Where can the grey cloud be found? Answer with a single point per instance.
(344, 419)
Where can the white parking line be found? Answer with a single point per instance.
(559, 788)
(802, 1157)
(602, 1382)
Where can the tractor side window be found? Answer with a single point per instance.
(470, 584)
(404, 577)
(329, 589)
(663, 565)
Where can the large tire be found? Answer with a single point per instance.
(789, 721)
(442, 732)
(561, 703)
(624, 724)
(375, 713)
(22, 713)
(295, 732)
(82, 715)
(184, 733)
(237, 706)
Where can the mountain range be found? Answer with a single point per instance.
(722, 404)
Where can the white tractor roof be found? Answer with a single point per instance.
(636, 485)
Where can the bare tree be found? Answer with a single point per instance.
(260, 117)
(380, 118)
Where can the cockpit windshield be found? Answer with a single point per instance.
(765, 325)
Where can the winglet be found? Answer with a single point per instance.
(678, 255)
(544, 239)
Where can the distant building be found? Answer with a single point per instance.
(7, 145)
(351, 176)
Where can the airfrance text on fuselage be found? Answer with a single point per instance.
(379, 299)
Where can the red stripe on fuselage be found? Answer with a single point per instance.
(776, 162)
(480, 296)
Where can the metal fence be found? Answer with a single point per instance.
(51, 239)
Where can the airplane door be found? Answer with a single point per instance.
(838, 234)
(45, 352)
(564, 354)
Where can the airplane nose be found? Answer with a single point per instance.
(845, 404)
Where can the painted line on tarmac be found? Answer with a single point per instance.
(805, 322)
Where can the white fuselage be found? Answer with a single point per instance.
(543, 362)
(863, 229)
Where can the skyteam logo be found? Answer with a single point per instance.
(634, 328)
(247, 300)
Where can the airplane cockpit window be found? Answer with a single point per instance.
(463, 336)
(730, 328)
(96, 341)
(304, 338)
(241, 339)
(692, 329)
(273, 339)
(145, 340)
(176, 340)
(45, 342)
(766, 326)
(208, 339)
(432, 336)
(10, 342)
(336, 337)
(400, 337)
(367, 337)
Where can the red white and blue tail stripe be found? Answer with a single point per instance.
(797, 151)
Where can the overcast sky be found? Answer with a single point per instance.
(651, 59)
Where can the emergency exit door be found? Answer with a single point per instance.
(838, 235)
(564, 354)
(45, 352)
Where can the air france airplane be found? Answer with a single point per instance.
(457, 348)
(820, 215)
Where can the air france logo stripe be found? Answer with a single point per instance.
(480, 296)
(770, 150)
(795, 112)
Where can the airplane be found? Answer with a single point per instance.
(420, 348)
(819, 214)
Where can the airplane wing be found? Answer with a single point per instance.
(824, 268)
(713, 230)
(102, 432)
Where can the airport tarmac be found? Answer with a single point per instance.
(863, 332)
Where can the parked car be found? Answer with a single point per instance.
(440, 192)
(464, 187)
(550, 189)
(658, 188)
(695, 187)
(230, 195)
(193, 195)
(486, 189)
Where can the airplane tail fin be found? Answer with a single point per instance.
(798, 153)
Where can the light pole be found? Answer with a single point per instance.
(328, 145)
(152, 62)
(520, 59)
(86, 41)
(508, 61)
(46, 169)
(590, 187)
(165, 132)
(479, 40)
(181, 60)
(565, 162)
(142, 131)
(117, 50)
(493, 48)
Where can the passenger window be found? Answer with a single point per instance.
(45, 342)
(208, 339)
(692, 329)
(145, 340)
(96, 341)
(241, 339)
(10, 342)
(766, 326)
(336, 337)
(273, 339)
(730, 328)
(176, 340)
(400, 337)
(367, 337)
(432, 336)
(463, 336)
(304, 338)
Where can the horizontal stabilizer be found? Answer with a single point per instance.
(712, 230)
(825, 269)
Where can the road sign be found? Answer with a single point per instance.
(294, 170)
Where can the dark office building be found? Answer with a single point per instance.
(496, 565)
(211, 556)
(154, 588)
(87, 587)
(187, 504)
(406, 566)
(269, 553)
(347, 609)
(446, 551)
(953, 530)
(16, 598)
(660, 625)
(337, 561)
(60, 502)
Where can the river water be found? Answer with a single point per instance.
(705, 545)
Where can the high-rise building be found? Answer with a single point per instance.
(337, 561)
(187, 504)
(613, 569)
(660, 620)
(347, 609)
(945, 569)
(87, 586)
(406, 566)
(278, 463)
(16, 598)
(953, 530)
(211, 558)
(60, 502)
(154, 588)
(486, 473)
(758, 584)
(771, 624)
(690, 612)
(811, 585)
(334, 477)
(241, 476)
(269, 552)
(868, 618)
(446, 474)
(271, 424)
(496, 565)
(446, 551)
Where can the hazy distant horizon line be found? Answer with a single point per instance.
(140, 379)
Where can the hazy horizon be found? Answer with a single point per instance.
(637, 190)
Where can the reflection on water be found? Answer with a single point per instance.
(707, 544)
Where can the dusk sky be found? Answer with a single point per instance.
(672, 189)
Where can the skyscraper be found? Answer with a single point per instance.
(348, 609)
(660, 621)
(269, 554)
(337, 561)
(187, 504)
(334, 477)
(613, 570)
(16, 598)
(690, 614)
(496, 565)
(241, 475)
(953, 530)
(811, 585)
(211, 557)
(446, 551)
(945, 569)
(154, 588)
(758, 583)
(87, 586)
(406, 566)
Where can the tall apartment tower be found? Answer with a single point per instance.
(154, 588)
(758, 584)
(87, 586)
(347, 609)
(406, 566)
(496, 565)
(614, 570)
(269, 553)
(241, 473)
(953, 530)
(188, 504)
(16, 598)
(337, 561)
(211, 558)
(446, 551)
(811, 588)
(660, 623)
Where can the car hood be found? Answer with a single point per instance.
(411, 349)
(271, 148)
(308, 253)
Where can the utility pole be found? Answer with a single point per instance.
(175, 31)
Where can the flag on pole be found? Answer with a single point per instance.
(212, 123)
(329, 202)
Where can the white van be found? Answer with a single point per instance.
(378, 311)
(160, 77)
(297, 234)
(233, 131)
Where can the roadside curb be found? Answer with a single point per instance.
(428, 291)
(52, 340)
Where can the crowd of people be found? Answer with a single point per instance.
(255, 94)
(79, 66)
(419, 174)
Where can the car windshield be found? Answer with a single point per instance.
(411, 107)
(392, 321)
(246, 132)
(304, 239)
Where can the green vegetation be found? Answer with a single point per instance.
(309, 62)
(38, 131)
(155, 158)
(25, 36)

═══

▸ **AIM OF THE TASK**:
Reproduce every line from the one that contains "Where can the car windshield" through the end of the entries, requests included, and add 18 to each coordinate of every point in the answers.

▸ **TASK RESPONSE**:
Where can the car windshield be found? Answer with a single point per instance.
(429, 125)
(410, 339)
(264, 150)
(322, 257)
Where can the green vegetation be found? Answer with a single point per instance.
(327, 80)
(56, 149)
(173, 176)
(43, 54)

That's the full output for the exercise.